PASSAGE PROVIDED:
***
When I was little, I would spend my summer swimming about in the pool pretending to be a mermaid. Unfortunately, my performances were never very successful. I would slide into the pool, glide beneath the water, and gracefully swim to the bottom to have a tea party. Then I would surface, five seconds later, gasping and choking for air. But a recent discovery could forever change the way that we see water, and breathing in general.
If you were unfortunate enough to miss it, in the summer of 2012 scientists were able to keep rabbits with blocked windpipes alive for up to 15 minutes without a single breath. This feat was accomplished after researchers injected oxygen-filled microparticles into the animals’ blood.
These microcapsules consist of a single-layer shell of lipids, each surrounding a small bubble of oxygen gas. Through this structure, the oxygen is encapsulated and suspended in a liquid mixture, so can’t form larger bubbles (large bubbles of released oxygen would be problematic as they could travel to the heart or brain and kill you). And these particles are tiny. The average size ranges between just 2 and 4 micrometers in diameter, which is amazingly small (the limit on the human eye is often cited as objects 50 micrometers in diameter, about the size of a dust speck. The average width of a human hair is 80 micrometers).
***
INSTRUCTIONS:
1. In the passage on oxygen microparticles, for how long were rabbits with blocked windpipes kept alive without breathing?
2. Pick up the passage on oxygen microparticles after its last sentence and continue writing it.

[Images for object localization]
***
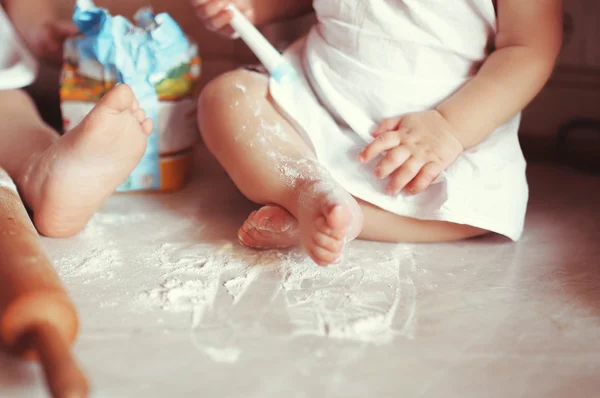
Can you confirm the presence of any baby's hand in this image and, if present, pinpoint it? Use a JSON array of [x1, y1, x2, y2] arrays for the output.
[[190, 0, 256, 38], [359, 111, 463, 195], [24, 21, 78, 66]]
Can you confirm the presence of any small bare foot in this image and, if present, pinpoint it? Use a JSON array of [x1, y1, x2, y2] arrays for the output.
[[297, 180, 363, 266], [238, 205, 300, 249], [19, 85, 152, 237]]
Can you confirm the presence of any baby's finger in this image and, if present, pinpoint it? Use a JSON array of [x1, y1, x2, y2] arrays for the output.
[[386, 157, 423, 196], [371, 117, 402, 137], [375, 145, 412, 180], [406, 162, 442, 195], [358, 131, 401, 163], [206, 10, 233, 32], [196, 0, 231, 20]]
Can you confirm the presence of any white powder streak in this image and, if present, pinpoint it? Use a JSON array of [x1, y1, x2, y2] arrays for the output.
[[0, 169, 18, 195], [138, 245, 416, 348]]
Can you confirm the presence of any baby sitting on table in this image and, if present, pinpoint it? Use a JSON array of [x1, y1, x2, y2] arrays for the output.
[[0, 0, 152, 237], [191, 0, 562, 265]]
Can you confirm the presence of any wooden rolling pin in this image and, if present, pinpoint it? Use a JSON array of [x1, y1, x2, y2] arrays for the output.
[[0, 169, 88, 398]]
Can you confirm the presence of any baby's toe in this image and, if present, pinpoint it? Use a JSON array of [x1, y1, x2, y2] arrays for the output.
[[238, 224, 258, 248]]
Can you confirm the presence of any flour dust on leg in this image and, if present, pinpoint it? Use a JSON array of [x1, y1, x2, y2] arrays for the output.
[[198, 71, 363, 265], [238, 205, 300, 249], [20, 85, 152, 237]]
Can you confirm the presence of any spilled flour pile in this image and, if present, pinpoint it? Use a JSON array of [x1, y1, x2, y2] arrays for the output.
[[137, 239, 415, 348], [49, 202, 416, 363]]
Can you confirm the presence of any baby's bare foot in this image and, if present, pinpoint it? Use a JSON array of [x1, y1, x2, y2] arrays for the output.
[[20, 85, 152, 237], [298, 180, 363, 266], [238, 205, 300, 249]]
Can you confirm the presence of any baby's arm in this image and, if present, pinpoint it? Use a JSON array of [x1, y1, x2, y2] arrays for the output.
[[437, 0, 563, 148], [190, 0, 312, 36]]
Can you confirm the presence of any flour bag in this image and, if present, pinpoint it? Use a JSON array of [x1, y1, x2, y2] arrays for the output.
[[60, 0, 200, 192]]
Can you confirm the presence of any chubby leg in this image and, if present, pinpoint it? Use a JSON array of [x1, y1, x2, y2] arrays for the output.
[[0, 85, 152, 237], [239, 199, 488, 249], [198, 71, 362, 265]]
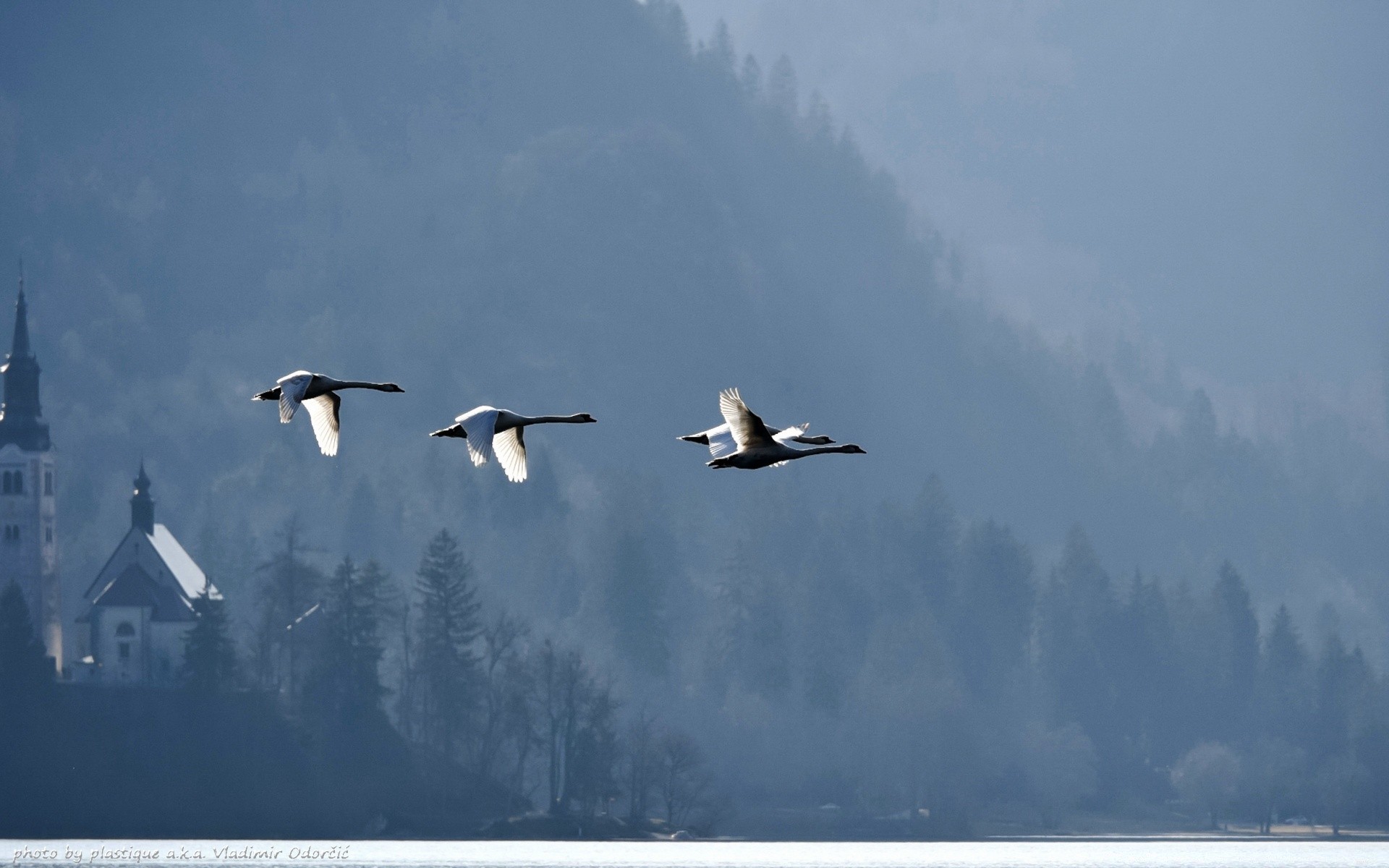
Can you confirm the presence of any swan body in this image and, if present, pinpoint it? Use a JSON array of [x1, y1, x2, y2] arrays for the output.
[[429, 406, 598, 482], [252, 371, 404, 457], [708, 389, 867, 471], [676, 422, 833, 459]]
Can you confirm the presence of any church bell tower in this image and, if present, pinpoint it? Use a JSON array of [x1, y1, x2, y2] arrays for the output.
[[0, 265, 62, 671]]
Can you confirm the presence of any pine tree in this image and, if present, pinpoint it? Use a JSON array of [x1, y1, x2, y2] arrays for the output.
[[1211, 563, 1259, 738], [414, 530, 482, 754], [0, 582, 53, 704], [183, 583, 236, 693], [1259, 605, 1311, 741], [305, 557, 388, 722], [257, 518, 323, 702]]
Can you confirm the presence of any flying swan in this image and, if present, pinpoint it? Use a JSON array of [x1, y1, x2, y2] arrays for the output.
[[252, 371, 404, 457], [676, 422, 833, 459], [429, 406, 598, 482], [708, 389, 867, 471]]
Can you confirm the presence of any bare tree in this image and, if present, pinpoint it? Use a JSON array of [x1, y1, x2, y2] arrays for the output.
[[658, 732, 708, 826], [622, 708, 661, 824]]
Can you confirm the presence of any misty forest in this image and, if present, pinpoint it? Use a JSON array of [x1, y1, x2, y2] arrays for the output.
[[0, 0, 1389, 839]]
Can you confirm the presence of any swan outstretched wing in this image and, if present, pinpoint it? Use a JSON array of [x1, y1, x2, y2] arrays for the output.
[[492, 426, 525, 482], [704, 425, 738, 459], [454, 407, 497, 467], [304, 391, 343, 457], [275, 371, 314, 425], [711, 389, 775, 451], [767, 422, 810, 443]]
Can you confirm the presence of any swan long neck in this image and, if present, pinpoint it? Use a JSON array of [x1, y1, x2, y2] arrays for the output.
[[329, 379, 391, 391], [796, 443, 853, 459], [519, 412, 589, 425]]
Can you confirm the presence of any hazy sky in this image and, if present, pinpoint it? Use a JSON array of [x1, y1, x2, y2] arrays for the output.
[[682, 0, 1389, 425]]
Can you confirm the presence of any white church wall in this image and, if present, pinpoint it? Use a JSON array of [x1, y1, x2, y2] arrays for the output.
[[92, 605, 151, 684]]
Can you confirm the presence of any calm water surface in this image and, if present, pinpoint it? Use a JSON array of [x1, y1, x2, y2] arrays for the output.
[[0, 841, 1389, 868]]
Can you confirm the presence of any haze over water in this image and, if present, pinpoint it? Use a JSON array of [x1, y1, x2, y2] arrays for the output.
[[8, 839, 1389, 868]]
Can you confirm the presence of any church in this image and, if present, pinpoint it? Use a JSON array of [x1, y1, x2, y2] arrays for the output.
[[0, 273, 221, 685], [0, 272, 62, 672], [74, 461, 221, 685]]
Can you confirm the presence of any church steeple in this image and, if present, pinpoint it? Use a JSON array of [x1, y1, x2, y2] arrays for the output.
[[130, 459, 154, 533], [0, 263, 53, 453]]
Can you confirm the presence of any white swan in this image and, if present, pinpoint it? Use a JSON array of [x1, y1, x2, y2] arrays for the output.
[[676, 422, 833, 459], [252, 371, 404, 457], [429, 406, 598, 482], [708, 389, 867, 471]]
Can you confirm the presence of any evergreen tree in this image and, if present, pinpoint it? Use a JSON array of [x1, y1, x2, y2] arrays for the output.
[[1211, 561, 1259, 711], [1259, 605, 1311, 741], [1037, 525, 1132, 754], [255, 516, 323, 703], [767, 54, 800, 118], [0, 582, 53, 704], [305, 557, 389, 720], [412, 530, 482, 754], [183, 583, 236, 693], [956, 521, 1035, 702], [606, 528, 671, 675]]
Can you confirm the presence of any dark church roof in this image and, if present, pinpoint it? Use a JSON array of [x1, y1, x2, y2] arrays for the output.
[[0, 271, 53, 451], [89, 564, 195, 621]]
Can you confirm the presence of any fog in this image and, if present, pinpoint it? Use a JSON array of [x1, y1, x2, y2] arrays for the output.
[[0, 0, 1389, 836], [684, 0, 1389, 444]]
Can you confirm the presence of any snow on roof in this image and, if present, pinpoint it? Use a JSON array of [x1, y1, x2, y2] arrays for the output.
[[146, 525, 222, 600]]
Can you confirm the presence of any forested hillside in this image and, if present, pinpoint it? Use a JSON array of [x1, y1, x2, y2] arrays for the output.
[[0, 0, 1389, 827]]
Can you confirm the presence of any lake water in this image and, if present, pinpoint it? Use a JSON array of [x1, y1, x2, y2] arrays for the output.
[[0, 839, 1389, 868]]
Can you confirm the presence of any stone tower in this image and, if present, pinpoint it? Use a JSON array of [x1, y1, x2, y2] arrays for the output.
[[0, 268, 62, 669]]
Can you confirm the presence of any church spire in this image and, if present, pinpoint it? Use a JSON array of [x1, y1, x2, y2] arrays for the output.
[[130, 459, 154, 533], [9, 260, 33, 358], [0, 260, 53, 451]]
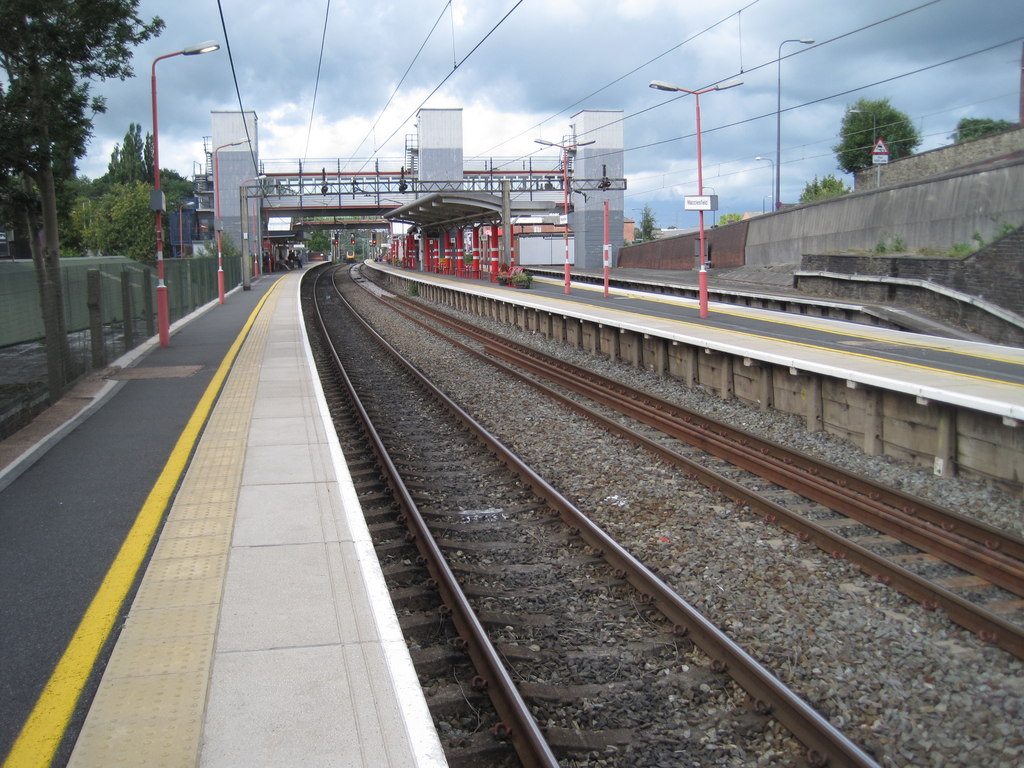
***
RESULTS OF THE TASKS:
1. Up to 15 minutes.

2.
The particles are injected directly into the bloodstream. Here, the particles come into contact with the red blood cells that circulate throughout the body. Once the particles meet the cells, the oxygen transfers within seconds of contact. When the scientists mixed the oxygen particles with blood, their research found that 70% of the oxygen had transferred into the blood in under 4 seconds. “By the time the microparticles get to the lungs, the vast majority of the oxygen has been transferred to the red blood cells.” This distinguishes these microcapsules from the various forms of artificial blood currently in use, which can carry oxygen around the body, but must still receive it from the lungs.
Ultimately, this is of great assistance to anyone who has a blocked airway…or who is pretending to be a mermaid.